▶ _Excerpted passage_:
::::
The latest book, the big book of brain dumps, is a collection of 70 LinkedIn infographics that we've posted over the last 18 months that have had something like 25 million views across LinkedIn. I mean, it's been an extraordinary success story. It started off with Chris, my business partner, Chris Tottman, who is a founding partner at Notion Capital, which is a big European VC firm based in London, posting one infographic.
Richard Blundell (03:33.742)
And it started from him seeing a problem that founders were doing again and again. And rather than write a thousand words, he thought he'd create a picture and then comment on the picture. And it got some ridiculous number of likes and reposts. And he thought, well, I'll do another one. And I think sort of, you know, one turned into 10, 10 turned into 50. I think there's something like 250 different one page infographics that help.
founders or frankly, I mean we talk about this in a software world, but it's any founder in terms of how to prepare your business when you're first getting going, how to prototype and pre-prototype your products, how to test your thesis, that your thesis works, right the way into how to raise capital, how to build a pitch deck, who to approach, which sort of investor to approach, how to approach them, how to behave, how to negotiate.
::::
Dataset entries

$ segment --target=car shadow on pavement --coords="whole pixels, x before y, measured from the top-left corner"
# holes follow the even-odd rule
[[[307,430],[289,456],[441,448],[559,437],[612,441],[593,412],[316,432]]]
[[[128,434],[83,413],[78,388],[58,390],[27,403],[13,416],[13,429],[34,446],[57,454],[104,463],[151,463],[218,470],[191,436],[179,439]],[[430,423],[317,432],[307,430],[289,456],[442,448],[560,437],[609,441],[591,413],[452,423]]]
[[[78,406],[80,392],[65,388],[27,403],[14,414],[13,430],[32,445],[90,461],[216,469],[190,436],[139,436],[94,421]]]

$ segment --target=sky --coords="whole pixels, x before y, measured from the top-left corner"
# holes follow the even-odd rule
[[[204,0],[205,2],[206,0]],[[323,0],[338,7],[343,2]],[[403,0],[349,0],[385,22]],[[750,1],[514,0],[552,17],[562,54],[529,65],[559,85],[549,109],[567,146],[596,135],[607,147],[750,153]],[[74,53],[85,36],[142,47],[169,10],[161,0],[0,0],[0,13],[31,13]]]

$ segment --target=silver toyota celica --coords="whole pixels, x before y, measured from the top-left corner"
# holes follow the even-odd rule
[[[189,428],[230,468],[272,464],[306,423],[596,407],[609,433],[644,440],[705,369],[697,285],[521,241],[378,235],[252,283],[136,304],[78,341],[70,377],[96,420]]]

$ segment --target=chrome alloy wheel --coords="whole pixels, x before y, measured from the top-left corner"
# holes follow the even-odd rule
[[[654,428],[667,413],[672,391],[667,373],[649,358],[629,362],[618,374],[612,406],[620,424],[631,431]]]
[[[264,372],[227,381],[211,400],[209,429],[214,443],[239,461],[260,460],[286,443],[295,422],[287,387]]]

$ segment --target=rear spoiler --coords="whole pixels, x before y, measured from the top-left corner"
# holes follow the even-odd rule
::::
▶ _Task set_:
1) Please answer these questions using the brain dumps excerpt:
(a) How many LinkedIn infographics does the book collect?
(b) In which city is Notion Capital based?
(c) Roughly how many different one-page infographics have been made?
2) Rewrite the part of the brain dumps excerpt that opens with the words containing "founders or frankly, I" and closes with "how to negotiate.", replacing "pitch deck" with "investor presentation".
3) Extend the brain dumps excerpt, picking up after its last sentence.

▶ _Final answers_:
1)
(a) 70
(b) London
(c) Something like 250

2)
founders or frankly, I mean we talk about this in a software world, but it's any founder in terms of how to prepare your business when you're first getting going, how to prototype and pre-prototype your products, how to test your thesis, that your thesis works, right the way into how to raise capital, how to build a investor presentation, who to approach, which sort of investor to approach, how to approach them, how to behave, how to negotiate.

3)
right the way through to how to run your business, lead your business, and ultimately at the end we've put in some sales and go to market stuff. So it's a collection of 70 incredibly well viewed LinkedIn infographics, each with a three or four page commentary, which allows us more space to explain the infographic than the few words we've used on LinkedIn.
Digital Rebels Consulting (04:55.7)
Yeah, if nothing else, if you just looked at the infographics, I just love how they're, how they're written, how they're laid out. They're just very practical as far as just the words that are used in them. And I think, you you mentioned founders and software businesses. I know that this is a targeted to, you know, founder led software businesses, but I think you could probably apply a lot of these principles to, you know, any business, any startup, even in larger enterprises.
And I'm looking at page three here, as far as just the hierarchy of wanting to start up and just some of these just basic fundamental principles of a business. I don't think that, you know, boardrooms are actually having these sorts of conversations because I think that as you grow, you probably lose your mission, your vision, your strategy, your goals and what the roadmap looks like. mean, just the simple questions of what are we trying to achieve? What are our plan and how to achieve it? How do we measure progress? I mean, these are problems that, you know, large companies with a hundred thousand people are trying to solve, let alone.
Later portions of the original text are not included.